***** DATA ENTRIES

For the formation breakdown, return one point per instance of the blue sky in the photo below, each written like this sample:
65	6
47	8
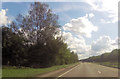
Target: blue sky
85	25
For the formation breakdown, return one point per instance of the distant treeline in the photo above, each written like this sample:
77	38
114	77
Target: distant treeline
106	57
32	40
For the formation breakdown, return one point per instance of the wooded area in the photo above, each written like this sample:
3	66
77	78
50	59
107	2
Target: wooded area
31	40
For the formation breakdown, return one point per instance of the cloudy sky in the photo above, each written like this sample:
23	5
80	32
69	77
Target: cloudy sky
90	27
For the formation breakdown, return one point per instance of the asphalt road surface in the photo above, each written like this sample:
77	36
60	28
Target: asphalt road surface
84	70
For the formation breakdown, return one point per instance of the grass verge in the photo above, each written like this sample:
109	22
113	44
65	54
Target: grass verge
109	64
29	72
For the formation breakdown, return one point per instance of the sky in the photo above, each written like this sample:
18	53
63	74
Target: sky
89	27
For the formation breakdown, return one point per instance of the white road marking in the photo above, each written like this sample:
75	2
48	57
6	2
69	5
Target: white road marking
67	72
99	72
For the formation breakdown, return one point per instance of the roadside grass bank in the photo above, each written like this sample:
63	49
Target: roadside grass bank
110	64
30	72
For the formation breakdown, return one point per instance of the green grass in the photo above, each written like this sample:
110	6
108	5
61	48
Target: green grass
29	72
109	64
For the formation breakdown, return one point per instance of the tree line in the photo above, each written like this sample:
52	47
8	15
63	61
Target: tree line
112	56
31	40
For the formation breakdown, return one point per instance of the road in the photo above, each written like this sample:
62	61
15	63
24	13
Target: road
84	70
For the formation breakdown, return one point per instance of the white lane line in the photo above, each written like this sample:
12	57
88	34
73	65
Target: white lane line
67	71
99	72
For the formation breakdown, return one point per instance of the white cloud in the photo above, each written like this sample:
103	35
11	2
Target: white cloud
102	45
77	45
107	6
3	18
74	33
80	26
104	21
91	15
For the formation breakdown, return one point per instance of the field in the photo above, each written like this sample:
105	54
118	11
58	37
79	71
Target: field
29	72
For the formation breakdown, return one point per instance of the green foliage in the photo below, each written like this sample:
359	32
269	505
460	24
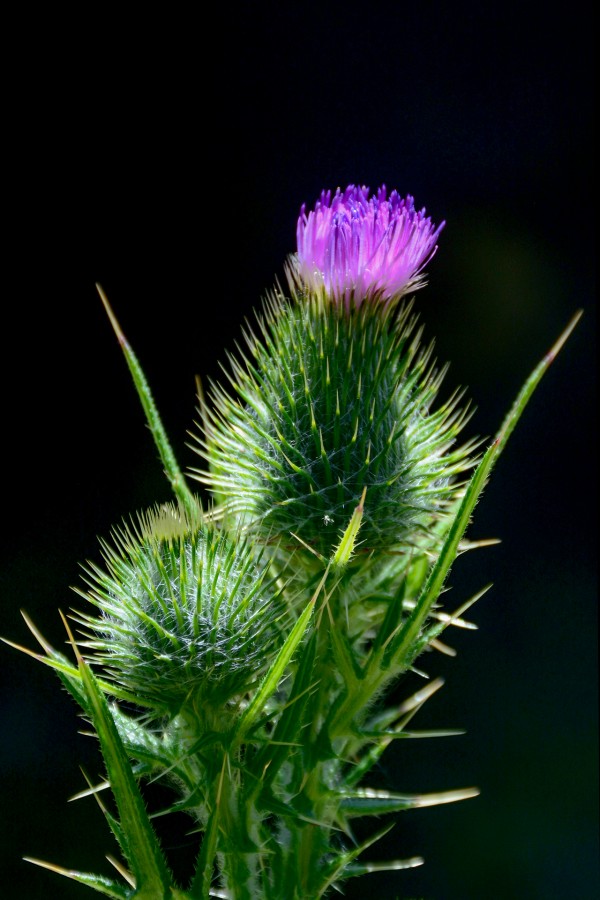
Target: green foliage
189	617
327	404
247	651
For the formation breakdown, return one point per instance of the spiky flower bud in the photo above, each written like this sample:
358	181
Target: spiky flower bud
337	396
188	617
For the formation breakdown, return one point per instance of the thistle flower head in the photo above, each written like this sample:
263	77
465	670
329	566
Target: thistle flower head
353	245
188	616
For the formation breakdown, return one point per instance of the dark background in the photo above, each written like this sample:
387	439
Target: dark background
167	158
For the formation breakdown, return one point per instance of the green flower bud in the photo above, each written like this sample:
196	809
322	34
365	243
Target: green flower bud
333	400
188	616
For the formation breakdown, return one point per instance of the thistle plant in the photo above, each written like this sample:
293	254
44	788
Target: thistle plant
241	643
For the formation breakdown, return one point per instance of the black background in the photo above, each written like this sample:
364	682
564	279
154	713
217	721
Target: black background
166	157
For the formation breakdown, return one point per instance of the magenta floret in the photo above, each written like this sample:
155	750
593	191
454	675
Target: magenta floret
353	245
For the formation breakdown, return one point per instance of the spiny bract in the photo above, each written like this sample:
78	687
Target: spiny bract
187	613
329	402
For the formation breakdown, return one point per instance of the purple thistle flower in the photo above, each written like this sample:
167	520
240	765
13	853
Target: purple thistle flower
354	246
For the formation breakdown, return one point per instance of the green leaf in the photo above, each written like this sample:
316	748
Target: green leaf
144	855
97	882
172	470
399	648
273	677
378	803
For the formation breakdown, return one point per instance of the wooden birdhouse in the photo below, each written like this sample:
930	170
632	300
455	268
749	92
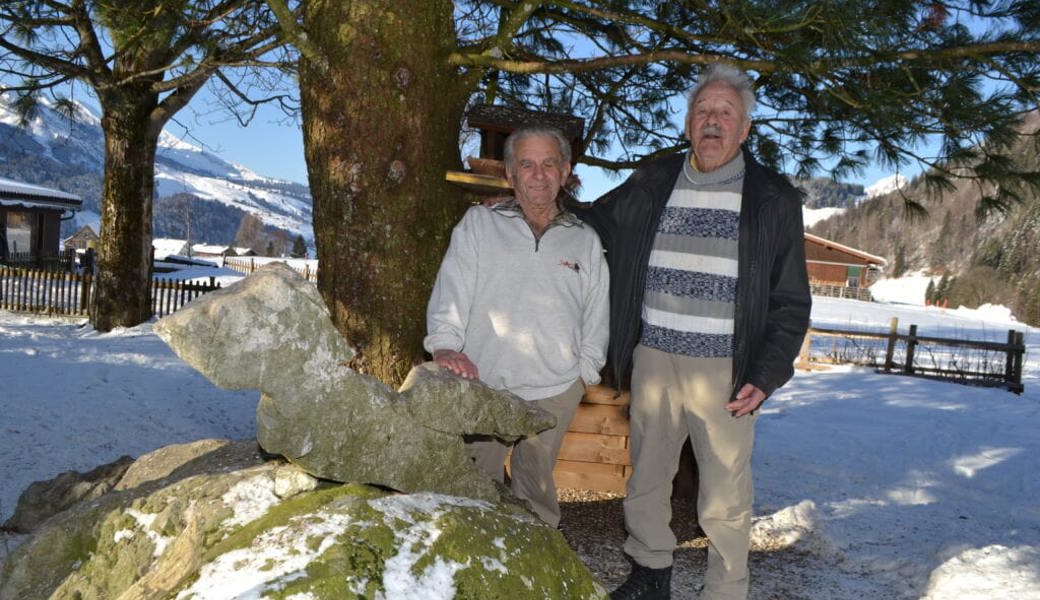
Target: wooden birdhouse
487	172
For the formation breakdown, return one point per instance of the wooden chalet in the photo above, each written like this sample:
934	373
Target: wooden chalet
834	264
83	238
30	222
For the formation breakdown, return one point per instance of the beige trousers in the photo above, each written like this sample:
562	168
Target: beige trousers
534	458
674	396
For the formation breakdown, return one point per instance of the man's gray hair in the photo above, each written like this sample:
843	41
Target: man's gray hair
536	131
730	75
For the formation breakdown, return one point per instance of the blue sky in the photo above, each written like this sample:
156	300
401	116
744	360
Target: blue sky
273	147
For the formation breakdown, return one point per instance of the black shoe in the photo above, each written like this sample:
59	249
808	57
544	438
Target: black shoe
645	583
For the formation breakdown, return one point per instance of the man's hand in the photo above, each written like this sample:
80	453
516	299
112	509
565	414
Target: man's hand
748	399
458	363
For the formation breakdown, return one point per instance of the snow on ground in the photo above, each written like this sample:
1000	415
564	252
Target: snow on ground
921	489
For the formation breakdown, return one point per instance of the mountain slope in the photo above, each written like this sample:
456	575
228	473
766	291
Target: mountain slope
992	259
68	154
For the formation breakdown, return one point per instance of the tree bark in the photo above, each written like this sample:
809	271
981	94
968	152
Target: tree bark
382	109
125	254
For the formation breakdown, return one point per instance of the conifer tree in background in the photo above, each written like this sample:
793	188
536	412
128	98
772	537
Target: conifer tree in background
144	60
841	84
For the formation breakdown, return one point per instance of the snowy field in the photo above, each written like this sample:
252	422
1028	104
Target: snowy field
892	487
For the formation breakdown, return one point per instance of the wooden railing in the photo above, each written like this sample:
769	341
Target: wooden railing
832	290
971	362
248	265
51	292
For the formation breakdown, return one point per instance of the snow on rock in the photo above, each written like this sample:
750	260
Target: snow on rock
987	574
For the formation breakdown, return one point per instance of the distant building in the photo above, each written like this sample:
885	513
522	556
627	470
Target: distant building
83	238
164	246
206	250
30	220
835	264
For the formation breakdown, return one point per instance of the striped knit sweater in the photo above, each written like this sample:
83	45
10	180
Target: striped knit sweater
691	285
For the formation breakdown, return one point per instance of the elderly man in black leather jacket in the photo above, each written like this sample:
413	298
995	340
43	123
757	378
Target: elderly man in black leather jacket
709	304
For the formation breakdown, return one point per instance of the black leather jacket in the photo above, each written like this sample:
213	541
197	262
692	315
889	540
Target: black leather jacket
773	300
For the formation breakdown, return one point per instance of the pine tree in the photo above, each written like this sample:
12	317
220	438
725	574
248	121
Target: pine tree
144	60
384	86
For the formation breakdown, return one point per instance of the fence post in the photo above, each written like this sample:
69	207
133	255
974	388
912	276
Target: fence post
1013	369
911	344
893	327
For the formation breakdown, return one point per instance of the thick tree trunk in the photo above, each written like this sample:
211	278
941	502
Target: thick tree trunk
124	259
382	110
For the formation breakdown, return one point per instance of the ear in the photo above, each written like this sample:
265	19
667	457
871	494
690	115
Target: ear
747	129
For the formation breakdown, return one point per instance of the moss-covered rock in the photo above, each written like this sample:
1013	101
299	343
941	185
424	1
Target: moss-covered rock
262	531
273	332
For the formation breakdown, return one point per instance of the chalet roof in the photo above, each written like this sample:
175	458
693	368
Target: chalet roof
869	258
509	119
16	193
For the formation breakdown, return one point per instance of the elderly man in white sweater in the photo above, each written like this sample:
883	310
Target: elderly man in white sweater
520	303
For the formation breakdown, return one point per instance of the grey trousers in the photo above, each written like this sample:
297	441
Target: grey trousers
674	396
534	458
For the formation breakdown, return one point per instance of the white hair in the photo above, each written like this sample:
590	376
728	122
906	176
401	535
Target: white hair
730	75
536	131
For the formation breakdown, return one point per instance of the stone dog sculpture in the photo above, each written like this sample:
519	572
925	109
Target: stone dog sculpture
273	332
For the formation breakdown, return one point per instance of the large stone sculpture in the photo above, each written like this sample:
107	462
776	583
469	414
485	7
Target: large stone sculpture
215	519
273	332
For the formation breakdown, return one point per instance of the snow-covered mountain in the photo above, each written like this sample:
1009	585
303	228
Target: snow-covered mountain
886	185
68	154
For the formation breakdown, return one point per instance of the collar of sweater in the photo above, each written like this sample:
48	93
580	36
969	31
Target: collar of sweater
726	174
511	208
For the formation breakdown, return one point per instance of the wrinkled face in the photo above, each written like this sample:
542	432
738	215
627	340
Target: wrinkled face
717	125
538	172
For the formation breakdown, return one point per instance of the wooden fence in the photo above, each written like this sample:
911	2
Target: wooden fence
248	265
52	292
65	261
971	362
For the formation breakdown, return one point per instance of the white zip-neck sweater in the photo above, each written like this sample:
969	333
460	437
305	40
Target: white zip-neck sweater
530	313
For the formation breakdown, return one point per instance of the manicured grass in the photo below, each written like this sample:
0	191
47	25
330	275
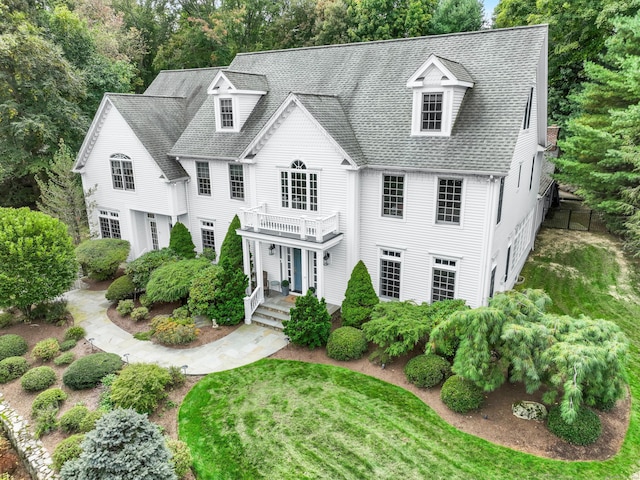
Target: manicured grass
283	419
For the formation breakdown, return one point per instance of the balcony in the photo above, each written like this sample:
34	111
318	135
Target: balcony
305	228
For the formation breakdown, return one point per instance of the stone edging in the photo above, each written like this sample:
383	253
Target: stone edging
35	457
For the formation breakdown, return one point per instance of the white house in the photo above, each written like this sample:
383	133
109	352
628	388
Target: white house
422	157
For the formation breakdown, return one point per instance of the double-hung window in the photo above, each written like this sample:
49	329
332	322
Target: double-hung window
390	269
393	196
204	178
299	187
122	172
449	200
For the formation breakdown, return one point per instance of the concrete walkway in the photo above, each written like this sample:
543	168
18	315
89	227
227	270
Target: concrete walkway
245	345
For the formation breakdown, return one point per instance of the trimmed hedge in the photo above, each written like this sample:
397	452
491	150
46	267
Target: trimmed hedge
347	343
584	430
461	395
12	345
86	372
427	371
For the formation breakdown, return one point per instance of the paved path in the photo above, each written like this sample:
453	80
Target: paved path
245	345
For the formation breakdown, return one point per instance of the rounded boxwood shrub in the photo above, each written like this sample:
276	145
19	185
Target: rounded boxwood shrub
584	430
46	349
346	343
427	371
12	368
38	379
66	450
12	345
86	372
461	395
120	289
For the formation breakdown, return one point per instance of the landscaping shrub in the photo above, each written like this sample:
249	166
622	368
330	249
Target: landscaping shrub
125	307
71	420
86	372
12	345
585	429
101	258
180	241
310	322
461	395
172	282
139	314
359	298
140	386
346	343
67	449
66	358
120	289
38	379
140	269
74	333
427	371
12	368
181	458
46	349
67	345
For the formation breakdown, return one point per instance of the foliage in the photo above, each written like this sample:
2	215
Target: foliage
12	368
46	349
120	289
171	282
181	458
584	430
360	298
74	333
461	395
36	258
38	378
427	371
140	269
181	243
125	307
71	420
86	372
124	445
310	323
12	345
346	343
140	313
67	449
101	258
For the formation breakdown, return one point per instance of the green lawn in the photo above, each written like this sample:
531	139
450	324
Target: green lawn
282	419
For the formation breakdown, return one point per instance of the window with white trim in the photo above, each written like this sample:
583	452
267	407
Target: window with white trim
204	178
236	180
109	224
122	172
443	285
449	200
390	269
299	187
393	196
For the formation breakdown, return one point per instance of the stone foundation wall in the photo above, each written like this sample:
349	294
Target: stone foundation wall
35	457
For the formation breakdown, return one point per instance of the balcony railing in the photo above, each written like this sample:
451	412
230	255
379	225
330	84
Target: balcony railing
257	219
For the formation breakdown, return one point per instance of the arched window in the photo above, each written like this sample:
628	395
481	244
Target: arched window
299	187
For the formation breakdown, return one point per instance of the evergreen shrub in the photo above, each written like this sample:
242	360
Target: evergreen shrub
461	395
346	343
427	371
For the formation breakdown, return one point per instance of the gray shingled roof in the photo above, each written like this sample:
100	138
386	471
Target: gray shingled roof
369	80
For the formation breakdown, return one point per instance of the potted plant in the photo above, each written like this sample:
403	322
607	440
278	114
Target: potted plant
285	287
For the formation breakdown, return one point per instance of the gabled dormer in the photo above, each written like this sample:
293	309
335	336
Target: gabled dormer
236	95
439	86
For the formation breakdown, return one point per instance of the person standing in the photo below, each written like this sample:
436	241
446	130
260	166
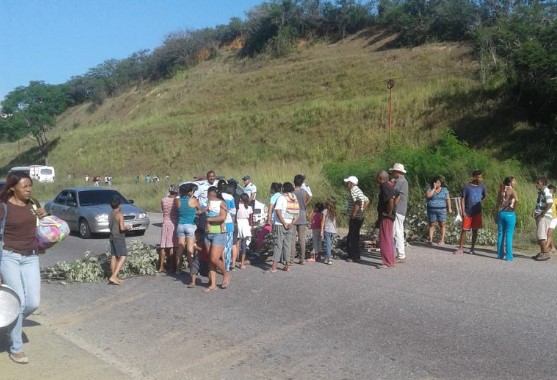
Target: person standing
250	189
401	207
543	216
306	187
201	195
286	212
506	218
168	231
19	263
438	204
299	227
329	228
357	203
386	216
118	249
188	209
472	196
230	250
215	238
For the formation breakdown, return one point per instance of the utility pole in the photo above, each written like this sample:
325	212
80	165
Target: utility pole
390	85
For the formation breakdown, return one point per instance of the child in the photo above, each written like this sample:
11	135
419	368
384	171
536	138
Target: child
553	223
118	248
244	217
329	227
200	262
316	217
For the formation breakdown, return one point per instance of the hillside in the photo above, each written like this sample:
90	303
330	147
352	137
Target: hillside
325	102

**********

## OBJECTIVE
Reproduce precisely the lines of the entries above, from the one containing "of the potted" through the final one, both ends included, and omit the pictures.

## WRITTEN ANSWER
For the formation breakdown, return one point per instance of the potted plant in the photo above, each written like this sample:
403	322
607	440
278	114
Target: potted plant
285	287
For the formation breakdown, return one point per instance of the gabled dormer in the photo above, each written like this sample:
293	309
335	336
Target: gabled dormer
236	95
439	86
For the formation breakdown, return one point per instance of the person standing in the photo below, each written like this sample:
436	241
446	130
260	166
Target: person standing
250	189
401	207
543	216
306	187
201	195
286	212
506	218
168	231
19	263
438	204
299	227
329	228
357	203
386	216
118	249
188	209
472	196
230	250
215	238
For the formation breakdown, return one point per instance of the utility pole in the photo above, each written like this sample:
325	212
80	165
Target: utility pole
390	85
For the formation breakdown, return one point per instance of the child in the photo above, each written like this sample:
11	135
419	368
384	171
536	138
Target: child
553	223
118	248
244	217
329	227
200	262
316	217
For the formation breakdown, return one point per instance of the hillside in the photo above, each written like this sample:
90	303
330	147
352	137
Target: hillside
325	102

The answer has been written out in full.